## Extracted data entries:
=== Section Start ===

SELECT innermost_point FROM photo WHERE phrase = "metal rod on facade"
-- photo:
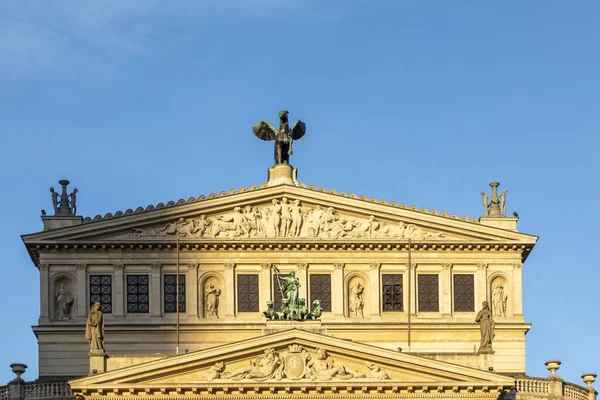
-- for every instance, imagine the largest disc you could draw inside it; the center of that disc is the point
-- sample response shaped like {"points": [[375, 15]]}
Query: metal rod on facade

=== Section End ===
=== Section Start ===

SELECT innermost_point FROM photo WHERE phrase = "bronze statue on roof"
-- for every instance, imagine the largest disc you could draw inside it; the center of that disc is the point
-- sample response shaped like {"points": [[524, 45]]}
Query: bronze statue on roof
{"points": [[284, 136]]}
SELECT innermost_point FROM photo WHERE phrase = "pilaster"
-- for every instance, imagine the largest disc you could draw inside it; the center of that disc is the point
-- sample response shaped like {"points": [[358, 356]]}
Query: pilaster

=== Section End ===

## EXERCISE:
In the entries above, work out how many lines contain the string "SELECT", and give only that number.

## SOLUTION TO THIS EXERCISE:
3